Data in this exercise:
┌──
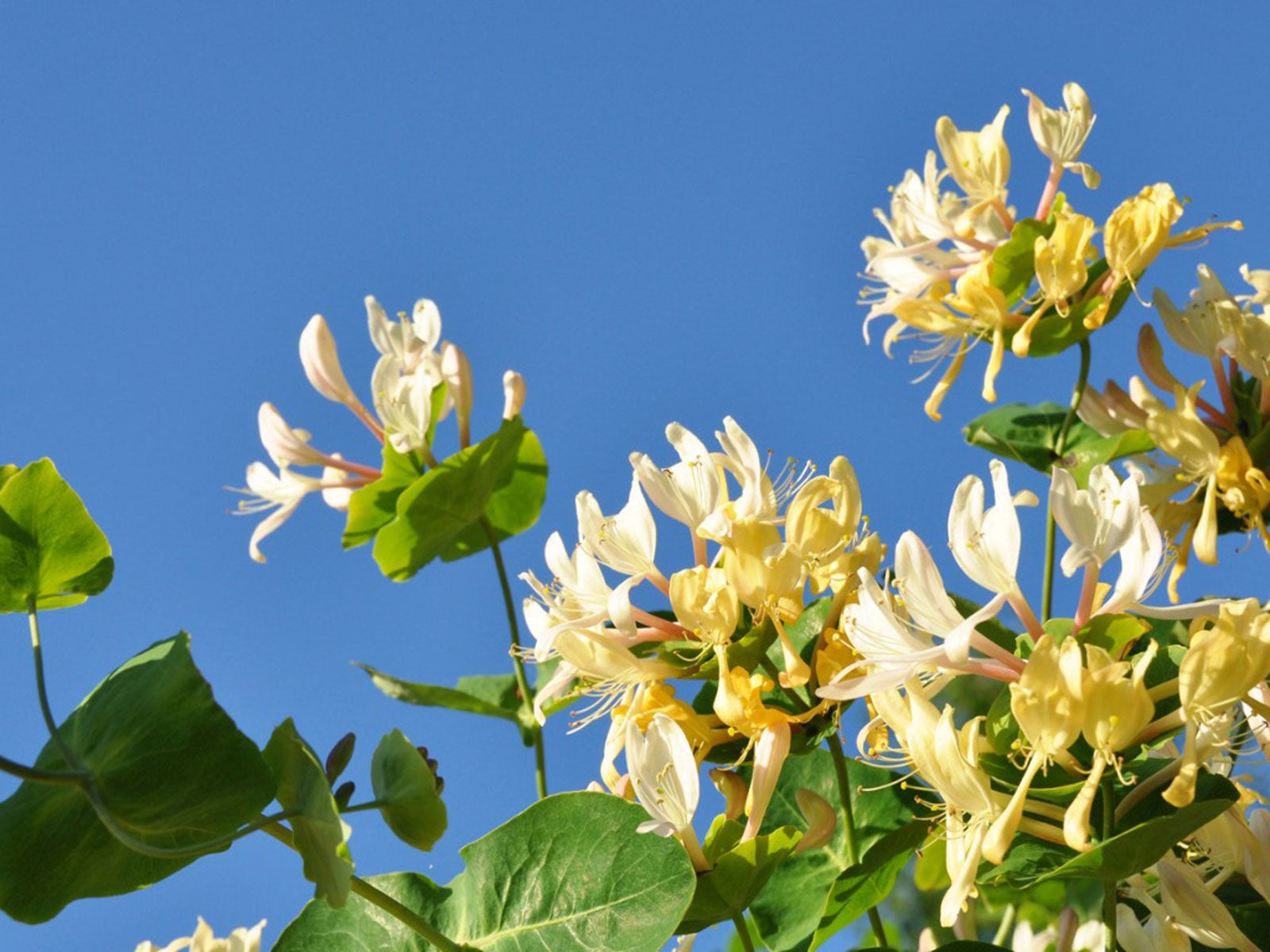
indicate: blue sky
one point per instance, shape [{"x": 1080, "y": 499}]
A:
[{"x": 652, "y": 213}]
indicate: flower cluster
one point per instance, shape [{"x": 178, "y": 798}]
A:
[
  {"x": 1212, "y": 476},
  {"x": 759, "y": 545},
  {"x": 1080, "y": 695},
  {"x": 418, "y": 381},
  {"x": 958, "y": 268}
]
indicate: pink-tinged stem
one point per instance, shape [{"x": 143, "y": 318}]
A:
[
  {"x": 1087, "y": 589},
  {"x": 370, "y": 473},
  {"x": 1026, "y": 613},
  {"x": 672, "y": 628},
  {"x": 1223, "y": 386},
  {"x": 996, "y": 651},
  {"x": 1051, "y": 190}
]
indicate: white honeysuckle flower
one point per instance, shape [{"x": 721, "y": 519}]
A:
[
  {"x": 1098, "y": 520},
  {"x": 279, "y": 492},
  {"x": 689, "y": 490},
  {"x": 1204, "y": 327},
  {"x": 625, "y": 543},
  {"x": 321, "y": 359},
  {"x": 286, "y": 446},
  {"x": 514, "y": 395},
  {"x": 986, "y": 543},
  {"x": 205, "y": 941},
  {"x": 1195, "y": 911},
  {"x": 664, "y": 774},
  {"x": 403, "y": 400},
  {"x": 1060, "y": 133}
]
└──
┌──
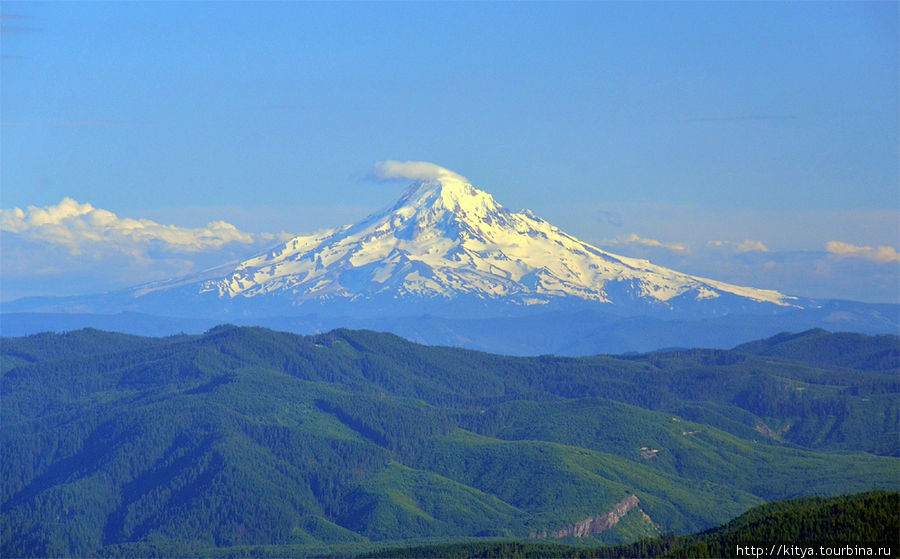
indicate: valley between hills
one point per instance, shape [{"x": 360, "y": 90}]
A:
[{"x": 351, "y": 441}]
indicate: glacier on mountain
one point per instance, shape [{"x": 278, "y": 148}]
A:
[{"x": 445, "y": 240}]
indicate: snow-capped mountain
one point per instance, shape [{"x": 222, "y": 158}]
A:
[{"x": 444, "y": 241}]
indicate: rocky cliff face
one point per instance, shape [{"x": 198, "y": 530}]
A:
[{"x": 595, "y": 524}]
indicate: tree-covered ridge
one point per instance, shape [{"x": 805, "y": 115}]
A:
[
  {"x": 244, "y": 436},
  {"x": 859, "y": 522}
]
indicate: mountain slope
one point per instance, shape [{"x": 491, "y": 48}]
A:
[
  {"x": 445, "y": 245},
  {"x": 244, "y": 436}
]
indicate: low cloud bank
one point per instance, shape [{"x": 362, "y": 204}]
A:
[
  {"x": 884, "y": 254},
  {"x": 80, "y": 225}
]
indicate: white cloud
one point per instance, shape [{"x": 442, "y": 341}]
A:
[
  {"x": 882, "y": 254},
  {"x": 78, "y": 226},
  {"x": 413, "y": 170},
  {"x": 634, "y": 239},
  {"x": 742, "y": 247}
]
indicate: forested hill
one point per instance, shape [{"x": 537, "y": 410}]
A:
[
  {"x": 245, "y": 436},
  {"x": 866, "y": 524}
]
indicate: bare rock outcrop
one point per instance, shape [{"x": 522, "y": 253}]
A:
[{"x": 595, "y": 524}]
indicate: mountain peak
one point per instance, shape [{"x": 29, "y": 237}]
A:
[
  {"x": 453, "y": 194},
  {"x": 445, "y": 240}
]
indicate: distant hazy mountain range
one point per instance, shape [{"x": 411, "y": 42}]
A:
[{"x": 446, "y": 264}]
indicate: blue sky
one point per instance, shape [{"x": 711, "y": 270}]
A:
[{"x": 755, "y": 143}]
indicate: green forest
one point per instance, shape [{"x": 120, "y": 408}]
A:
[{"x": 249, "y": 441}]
└──
Exercise aim: Report every line of the material above that contains the string "white". Matching is case-sensitive.

Answer to the exercise:
indicate: white honeysuckle flower
indicate: white cloud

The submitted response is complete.